PHOENIX – Familiarity may breed contempt, but not for pitchers JB Bukauskas and Taylor Clarke. They’ve found that, when entering a new situation for the first time, perhaps it’s better to have someone you know on your side.

Bukauskas and Clarke both hail from the same hometown, Ashburn, Virginia, and the two are both pitchers within the Milwaukee Brewers organization. The Brewers will look to them among others as they retool their pitching staff following the trade of 2021 NL Cy Young Award winner Corbin Burnes and a season-ending injury to Brandon Woodruff.

While Ashburn may be a typical Washington D.C. suburb, the town of about 45,000 people isn’t historically a baseball hotbed.

“There’s not a ton of (major league) talent coming from that area, more so from our county,” Clarke said during a break in spring training in March. “Once you start branching out in Virginia there’s a little bit more. Me, JB and there’s not a lot of others that I know.”

Aside from Bukauskas and Clarke, Ashburn can claim only one other major league player, Conor Mullee, who pitched three innings for the Yankees in 2016.

This makes it all the more impressive that the two have made it to the majors and are on the same team. The 30-year-old Clarke, though, is a few years older than Bukauskas, 27, meaning they never played on the same squads growing up.

“I knew who he was,” Bukauskas said about growing up in Ashburn and seeing Clarke’s progression. “I’d probably went and watched him play, but I doubt he knew who I was.”

Bukauskas’s assumption was right: Clarke did not know who he was. But he did likely set a good example for a young, impressionable Bukauskas.

“I know it’s a cliche, but he let his performance do the talking for him,” Clarke’s coach at Broad Run High School, Pat Cassidy, said about his former player. “He was not a ‘Rah, rah, look at me’ guy.”

Clarke struck out 72 batters while walking only three in his junior year and posted a 10-1 record his senior year, helping lead Broad Run to a district and region championship, along with a state tournament appearance. Clarke won the 2011 District Player of the Year award for his performance.

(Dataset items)
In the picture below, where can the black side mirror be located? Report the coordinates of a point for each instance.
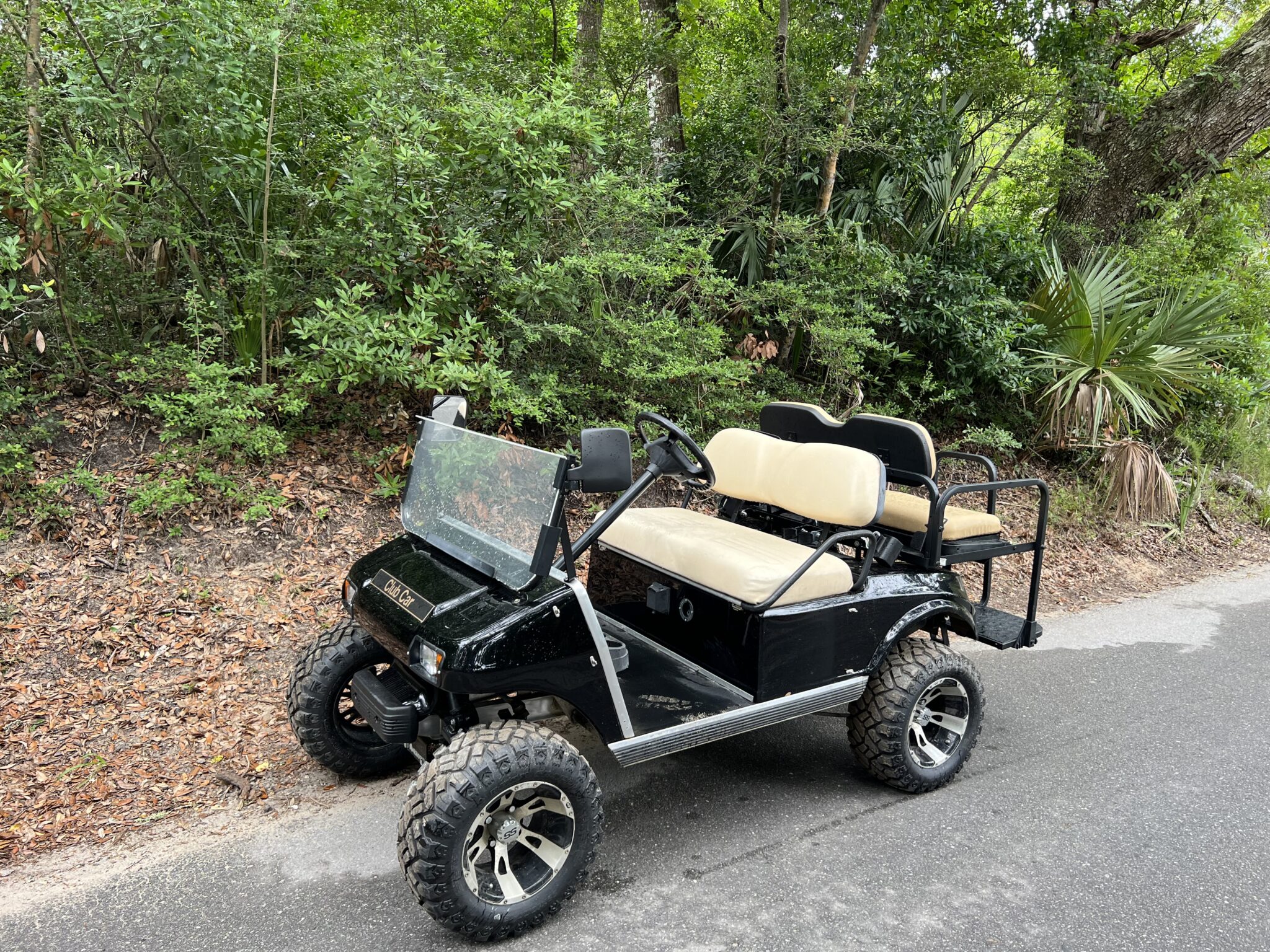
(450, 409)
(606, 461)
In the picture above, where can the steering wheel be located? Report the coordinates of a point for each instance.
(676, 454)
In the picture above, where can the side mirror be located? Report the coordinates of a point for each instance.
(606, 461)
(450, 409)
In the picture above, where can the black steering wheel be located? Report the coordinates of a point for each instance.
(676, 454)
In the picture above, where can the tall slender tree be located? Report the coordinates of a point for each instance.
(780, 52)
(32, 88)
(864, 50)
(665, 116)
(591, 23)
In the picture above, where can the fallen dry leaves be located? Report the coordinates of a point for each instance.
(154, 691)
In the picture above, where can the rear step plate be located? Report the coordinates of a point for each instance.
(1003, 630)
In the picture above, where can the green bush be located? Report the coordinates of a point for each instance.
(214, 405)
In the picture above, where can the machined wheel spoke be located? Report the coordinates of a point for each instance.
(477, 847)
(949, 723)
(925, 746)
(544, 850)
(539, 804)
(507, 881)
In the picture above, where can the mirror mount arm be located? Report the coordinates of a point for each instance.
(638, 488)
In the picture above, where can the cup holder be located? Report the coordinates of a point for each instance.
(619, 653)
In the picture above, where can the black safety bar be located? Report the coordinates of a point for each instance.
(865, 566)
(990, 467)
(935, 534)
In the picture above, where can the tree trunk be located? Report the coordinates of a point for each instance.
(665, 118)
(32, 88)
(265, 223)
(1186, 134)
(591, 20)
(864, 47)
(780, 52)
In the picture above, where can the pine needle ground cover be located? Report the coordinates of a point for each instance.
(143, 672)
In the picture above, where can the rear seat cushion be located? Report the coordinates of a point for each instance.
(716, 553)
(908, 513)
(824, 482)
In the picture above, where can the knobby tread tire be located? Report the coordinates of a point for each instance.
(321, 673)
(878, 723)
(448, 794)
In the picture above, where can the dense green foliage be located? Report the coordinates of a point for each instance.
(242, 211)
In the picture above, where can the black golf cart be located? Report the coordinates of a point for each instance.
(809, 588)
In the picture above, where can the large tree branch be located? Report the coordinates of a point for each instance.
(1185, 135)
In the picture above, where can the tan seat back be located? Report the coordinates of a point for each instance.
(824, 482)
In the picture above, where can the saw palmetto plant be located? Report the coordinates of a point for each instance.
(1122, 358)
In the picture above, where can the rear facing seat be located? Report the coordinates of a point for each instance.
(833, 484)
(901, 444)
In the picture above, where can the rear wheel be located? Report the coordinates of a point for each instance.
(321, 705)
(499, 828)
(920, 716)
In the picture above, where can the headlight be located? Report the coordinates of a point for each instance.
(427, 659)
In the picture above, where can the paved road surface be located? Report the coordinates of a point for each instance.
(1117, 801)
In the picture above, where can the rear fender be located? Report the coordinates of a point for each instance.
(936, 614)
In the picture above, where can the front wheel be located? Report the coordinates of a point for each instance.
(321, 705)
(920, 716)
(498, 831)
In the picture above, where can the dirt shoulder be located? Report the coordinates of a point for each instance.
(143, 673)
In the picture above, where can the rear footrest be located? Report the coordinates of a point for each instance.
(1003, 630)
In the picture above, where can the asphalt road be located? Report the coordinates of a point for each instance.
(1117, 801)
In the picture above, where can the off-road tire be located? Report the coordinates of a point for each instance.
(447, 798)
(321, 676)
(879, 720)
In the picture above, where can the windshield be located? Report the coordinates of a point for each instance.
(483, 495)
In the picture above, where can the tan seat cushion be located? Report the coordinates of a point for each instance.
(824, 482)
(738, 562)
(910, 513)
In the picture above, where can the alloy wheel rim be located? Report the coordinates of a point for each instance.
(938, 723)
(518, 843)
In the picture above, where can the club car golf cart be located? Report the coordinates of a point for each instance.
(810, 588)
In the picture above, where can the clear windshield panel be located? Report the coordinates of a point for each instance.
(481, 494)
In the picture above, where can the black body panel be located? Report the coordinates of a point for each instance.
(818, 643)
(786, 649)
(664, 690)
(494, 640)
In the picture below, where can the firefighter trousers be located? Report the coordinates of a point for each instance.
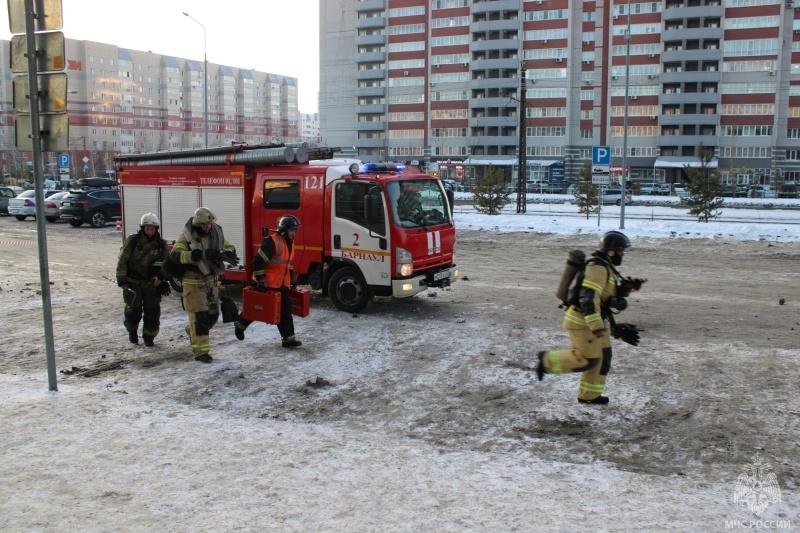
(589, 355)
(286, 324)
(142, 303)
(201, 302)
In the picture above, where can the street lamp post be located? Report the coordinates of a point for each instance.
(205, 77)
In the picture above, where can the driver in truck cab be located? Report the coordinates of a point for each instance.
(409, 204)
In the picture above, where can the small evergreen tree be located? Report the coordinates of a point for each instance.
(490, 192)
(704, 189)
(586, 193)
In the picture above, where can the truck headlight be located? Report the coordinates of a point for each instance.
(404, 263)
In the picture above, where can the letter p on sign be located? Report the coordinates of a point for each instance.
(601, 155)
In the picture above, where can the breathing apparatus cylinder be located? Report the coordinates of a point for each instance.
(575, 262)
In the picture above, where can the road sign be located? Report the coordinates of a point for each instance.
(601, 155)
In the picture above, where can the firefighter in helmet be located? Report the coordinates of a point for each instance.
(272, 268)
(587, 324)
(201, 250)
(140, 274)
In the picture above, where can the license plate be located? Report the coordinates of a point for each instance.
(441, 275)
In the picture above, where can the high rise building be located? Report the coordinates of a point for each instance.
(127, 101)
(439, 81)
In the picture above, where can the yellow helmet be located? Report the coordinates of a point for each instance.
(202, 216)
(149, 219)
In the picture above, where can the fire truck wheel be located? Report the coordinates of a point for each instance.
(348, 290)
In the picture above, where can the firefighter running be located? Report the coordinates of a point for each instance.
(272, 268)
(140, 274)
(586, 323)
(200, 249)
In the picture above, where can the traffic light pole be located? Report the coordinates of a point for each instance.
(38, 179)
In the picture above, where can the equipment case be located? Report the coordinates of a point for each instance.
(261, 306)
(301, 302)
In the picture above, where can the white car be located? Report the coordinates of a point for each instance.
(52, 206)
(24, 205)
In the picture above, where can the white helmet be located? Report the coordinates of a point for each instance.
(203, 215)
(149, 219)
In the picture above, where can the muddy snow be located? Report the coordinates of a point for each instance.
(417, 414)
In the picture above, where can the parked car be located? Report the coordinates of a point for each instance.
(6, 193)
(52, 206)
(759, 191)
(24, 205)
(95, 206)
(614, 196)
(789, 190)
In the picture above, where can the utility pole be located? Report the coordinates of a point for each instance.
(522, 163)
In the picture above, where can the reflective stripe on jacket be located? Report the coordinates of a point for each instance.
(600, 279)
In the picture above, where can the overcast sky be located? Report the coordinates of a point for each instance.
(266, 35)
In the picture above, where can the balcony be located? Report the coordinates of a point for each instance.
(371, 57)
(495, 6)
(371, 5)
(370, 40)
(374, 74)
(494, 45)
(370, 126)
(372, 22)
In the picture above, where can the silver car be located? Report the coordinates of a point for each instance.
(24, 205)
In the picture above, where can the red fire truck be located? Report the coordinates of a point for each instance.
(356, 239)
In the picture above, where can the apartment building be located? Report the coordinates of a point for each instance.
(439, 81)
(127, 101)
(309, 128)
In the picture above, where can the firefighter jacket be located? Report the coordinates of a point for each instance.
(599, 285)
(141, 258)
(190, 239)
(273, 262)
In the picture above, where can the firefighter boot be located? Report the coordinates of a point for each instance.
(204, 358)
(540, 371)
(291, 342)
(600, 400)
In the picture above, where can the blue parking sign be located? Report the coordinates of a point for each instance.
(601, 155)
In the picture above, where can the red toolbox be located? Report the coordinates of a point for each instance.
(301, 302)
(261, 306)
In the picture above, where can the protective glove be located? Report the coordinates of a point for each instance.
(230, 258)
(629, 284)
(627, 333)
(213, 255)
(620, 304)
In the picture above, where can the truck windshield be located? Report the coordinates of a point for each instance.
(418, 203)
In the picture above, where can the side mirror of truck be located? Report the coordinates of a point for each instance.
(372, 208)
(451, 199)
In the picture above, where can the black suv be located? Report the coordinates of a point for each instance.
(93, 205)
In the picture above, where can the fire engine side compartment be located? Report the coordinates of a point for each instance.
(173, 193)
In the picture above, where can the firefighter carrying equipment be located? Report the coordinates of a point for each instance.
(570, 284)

» Set tasks:
1. In the article about the Ashburn pitchers, copy the passage from "Bukauskas and Clarke both" to "to Brandon Woodruff.", substituting "rotation" for "pitching staff".
2. Name every person mentioned by full name in the article about the Ashburn pitchers.
3. Take the article about the Ashburn pitchers further from its final sentence.
The material was drawn from a different source than the article about the two pitchers.

» Set of answers:
1.
Bukauskas and Clarke both hail from the same hometown, Ashburn, Virginia, and the two are both pitchers within the Milwaukee Brewers organization. The Brewers will look to them among others as they retool their rotation following the trade of 2021 NL Cy Young Award winner Corbin Burnes and a season-ending injury to Brandon Woodruff.

2. JB Bukauskas, Taylor Clarke, Corbin Burnes, Brandon Woodruff, Conor Mullee, Pat Cassidy

3.
“When you as a coach – and every guy on the team – knows when he takes a ball you have an outstanding chance to win the game, it takes a lot of pressure off you,” Cassidy said. “You knew you weren’t going to have to score five runs to win. You knew if you scratched a couple runs across that most nights that was going to be a win.”

As Clarke went off to play baseball at Towson University and the College of Charleston, Bukauskas started to make a name of his own as a flame-throwing right-hander.

“When he started getting a lot of hype out of high school, I always heard about him,” Clarke said.

Bukauskas went to Stone Bridge High School, playing under coach Sam Plank. During his three years at the school, Bukauskas accumulated 264 strikeouts with a 21-3 record and 0.88 ERA. Scouts from both college and professional teams routinely attended his games with the anticipation he’d be a high MLB draft pick.

“There was like 50 (radar) guns pointing from back behind home plate,” Plank said about one game. “That is insane.”

Bukauskas graduated high school in his junior year without allowing a single earned run that final season. Despite the expectation he could be a first or second round pick with a high signing bonus, he told teams not to draft him and enrolled at North Carolina.

Clarke kept tabs on Bukauskas from afar while at the College of Charleston, then continued to watch as Clarke rose through the Arizona Diamondbacks farm system as a third round pick in 2015.

“I try to keep in touch with that area, there’s not a lot of ballplayers that come from that area so when there’s good ones you know about them,” Clarke said.

Bukauskas left North Carolina after three seasons and was the 15th overall pick in 2017 by the Houston Astros. Two years later, Bukauskas was traded along with other prospects to Arizona as part of the package for All-Star pitcher Zack Greinke.

Finally, the two Ashburn natives got to meet each other.

“It’s definitely interesting, and it makes you feel like you have a friend in the organization,” Bukauskas said about meeting Clarke.

While they were within the same organization, the two had to wait until spring training in 2021 to share a clubhouse. That’s when they started talking and became closer.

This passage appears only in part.